◆ AUFGABE 1
Wie alt war Bernardine Evaristo laut dem Textauszug über sie, als sie den Booker Prize gewann?
◆ AUFGABE 2
Führe den Textauszug über Bernardine Evaristo nach seinem letzten Satz weiter.

Von der Power des Herausredens

Die preisgekrönte britische Autorin Bernardine Evaristo erzählt ihr Leben als Manifest. Feiert die Kraft der Fehler und der Unbeugsamkeit. Und sich selbst.

Wer regelmäßig von einer der zahlreichen Listen deprimiert ist, die dreißig ganz besonders erfolgreiche Leute unter dreißig vorstellen, dem bietet die Schriftstellerin Bernardine Evaristo Trost. Als sie für ihren Roman "Mädchen, Frau etc." den Booker Prize gewann, einen der berühmtesten Literaturpreise der Welt, war sie sechzig Jahre alt. Und hatte schon einige Jahrzehnte von der Öffentlichkeit mehr oder weniger unbemerkt Romane veröffentlicht. Inzwischen ist sie Bestsellerautorin und, laut Forbes, eine von fünfzig besonders erfolgreichen Frauen über fünfzig. Manche mögen es nun unpassend finden, Literatur in Superlativen dieser Art zu messen. Und es ist ja auch einigermaßen unsinnig. Dass Bernardine Evaristo auf dieser Liste steht, passt aber trotzdem ganz gut. Zumindest denkt man das, nachdem man ihr neuestes Buch "Manifesto - Warum ich niemals aufgebe" gelesen hat.

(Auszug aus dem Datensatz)
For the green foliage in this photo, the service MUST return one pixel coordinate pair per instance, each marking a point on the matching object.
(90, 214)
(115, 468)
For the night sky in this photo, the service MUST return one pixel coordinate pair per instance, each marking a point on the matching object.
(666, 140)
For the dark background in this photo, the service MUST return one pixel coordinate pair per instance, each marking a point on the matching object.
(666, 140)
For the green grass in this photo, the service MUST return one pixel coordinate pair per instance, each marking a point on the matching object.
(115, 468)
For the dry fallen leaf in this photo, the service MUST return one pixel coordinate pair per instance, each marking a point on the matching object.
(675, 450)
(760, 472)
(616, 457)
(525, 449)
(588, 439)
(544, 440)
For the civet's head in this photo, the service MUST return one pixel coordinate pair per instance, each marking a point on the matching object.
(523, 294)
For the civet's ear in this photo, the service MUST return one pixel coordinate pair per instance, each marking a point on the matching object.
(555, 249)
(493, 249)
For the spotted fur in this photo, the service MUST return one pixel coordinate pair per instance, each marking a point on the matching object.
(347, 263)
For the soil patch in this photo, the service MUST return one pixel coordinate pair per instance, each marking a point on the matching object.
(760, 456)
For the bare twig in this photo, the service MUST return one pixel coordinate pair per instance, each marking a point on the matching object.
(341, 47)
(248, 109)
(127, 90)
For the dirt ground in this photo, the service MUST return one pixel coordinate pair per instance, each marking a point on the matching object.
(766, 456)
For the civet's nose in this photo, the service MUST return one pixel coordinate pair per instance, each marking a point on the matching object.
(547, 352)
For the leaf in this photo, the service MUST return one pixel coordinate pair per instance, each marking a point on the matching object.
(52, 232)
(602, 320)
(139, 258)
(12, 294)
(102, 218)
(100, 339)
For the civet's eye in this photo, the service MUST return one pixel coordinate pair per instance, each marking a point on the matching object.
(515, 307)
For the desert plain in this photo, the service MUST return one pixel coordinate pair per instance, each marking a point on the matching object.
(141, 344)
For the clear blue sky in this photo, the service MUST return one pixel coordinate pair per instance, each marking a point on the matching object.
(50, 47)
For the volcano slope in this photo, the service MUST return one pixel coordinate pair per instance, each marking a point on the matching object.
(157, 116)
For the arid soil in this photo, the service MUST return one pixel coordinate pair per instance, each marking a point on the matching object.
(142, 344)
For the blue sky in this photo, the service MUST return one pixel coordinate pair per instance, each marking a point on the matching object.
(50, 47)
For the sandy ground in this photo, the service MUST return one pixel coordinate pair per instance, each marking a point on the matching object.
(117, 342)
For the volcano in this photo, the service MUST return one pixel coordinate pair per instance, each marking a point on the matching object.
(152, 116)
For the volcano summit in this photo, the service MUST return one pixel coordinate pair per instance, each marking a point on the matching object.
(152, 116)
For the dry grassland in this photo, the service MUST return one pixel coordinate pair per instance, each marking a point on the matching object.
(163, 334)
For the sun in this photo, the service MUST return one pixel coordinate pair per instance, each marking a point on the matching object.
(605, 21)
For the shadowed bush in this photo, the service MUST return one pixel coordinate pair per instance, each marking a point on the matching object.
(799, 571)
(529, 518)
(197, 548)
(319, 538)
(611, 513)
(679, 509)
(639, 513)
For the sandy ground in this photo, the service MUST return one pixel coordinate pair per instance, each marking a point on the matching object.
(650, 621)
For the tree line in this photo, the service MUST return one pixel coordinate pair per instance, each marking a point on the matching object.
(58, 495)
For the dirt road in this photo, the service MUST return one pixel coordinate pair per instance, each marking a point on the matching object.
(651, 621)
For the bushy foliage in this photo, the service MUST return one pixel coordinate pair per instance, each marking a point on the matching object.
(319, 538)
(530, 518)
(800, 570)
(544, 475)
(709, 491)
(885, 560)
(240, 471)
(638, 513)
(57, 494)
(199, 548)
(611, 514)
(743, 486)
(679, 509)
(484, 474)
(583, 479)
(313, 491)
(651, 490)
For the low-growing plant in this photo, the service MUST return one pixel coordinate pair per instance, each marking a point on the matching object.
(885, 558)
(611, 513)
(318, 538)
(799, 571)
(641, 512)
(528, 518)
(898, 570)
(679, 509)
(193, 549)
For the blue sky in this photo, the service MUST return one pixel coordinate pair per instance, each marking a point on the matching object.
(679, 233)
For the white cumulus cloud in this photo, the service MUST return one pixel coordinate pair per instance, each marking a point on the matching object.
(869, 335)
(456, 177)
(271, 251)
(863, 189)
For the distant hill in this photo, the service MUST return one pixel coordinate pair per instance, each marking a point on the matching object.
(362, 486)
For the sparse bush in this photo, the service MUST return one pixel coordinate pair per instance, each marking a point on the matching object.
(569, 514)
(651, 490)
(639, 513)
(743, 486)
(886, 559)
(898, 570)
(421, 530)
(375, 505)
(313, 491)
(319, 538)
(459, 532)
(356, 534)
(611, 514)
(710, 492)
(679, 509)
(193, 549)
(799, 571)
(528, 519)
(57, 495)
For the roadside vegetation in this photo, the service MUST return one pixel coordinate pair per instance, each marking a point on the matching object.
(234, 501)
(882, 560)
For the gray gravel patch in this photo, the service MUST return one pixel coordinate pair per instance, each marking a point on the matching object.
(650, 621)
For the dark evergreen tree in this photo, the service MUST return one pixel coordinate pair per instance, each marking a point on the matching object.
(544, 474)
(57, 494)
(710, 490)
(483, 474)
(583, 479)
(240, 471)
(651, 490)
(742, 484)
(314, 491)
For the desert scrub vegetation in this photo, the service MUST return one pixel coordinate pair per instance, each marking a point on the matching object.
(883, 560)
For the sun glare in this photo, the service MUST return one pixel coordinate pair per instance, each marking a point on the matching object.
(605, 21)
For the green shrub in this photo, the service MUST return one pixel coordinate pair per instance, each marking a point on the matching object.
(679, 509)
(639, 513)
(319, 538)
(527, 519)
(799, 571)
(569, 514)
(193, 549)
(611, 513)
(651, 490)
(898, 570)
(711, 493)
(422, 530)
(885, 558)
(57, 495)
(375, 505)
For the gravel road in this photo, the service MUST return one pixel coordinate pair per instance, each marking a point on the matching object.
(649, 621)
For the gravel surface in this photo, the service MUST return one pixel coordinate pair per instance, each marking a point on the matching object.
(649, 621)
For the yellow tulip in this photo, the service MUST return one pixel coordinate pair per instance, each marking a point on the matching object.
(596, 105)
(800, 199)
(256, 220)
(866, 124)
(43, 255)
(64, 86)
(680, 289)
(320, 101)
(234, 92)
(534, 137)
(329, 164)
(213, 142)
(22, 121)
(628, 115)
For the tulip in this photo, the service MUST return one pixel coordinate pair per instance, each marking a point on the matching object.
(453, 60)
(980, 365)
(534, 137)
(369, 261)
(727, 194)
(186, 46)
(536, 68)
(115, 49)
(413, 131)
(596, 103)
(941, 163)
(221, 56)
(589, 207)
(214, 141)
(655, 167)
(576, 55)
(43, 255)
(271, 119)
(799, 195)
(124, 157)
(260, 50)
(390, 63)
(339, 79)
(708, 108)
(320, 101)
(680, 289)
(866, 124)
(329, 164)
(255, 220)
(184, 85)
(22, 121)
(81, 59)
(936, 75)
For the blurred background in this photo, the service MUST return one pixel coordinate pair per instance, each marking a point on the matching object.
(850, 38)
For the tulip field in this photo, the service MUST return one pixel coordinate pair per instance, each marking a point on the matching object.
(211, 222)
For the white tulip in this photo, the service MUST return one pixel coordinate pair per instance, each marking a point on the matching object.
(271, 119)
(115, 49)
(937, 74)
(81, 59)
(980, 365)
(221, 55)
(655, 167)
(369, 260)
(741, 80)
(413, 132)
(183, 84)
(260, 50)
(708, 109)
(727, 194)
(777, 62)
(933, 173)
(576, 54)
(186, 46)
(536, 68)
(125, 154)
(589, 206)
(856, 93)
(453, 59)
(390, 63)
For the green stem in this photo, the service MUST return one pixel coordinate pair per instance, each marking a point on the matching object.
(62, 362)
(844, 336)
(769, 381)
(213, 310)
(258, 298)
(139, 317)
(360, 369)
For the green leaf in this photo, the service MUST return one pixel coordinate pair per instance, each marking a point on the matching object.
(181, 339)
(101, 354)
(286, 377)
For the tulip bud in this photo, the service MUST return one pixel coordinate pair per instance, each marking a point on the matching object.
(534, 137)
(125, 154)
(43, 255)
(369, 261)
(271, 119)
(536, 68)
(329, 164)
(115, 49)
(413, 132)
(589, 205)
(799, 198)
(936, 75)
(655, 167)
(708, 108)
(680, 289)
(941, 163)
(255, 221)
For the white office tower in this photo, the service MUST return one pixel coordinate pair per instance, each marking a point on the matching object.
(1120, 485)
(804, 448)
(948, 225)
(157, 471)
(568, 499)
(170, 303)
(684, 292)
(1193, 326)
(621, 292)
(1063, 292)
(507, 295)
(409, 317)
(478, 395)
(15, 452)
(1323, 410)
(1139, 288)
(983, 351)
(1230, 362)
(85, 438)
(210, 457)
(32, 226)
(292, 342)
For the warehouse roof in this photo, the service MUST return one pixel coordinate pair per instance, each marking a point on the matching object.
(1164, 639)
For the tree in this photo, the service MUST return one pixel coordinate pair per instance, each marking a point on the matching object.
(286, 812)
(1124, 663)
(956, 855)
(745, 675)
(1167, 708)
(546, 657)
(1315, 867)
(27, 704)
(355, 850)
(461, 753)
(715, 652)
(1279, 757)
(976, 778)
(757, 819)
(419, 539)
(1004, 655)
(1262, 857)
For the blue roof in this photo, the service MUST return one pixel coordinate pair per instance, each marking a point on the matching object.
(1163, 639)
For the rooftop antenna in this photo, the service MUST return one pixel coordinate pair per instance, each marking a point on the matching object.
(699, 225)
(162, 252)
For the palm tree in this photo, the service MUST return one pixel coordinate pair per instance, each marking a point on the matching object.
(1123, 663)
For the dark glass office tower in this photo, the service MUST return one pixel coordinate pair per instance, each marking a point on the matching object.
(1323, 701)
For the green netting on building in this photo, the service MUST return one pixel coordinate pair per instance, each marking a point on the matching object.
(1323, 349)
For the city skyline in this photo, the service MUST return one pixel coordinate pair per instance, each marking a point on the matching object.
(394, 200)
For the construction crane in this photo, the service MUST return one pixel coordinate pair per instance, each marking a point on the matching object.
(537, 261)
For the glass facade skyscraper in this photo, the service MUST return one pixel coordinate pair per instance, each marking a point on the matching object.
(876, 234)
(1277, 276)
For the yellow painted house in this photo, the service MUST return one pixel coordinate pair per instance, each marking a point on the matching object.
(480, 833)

◆ ANTWORT 1
Sie war sechzig Jahre alt.

◆ ANTWORT 2
In sieben Teilen beschreibt Evaristo in diesem autobiographischen Text ihren Werdegang: Kindheit und Jugend als Außenseiterin in einem mehrheitlich weißen Viertel, ihre Jahre beim Theater, Beziehungen und Affären, zahlreiche Umzüge, Zwischenmieten und kurzfristige Anstellungsverhältnisse, mit denen sich die Schriftstellerin ziemlich lange durchschlägt, um niemals Abstriche bei dem zu machen, was sie eigentlich möchte: Schreiben.

All das hat sich nun, Jahrzehnte später, ausgezahlt. Nicht nur ist Evaristo Professorin, preisgekrönte und gefragte Autorin, sondern auch Vorsitzende der Royal Society of Literatur, als zweite Frau, erste Schwarze und auch als erste Person, die weder in Eton, Oxford noch Cambridge war. Das ist erschreckend - und macht Hoffnung. Lässt sich doch an Evaristo und ihrer Biographie ziemlich gut zeigen, wie sich die Gesellschaft in den vergangenen Jahrzehnten geändert hat. Und wie viel von diesen Veränderungen man unermüdlichen Kämpferinnen wie ihr zu verdanken hat.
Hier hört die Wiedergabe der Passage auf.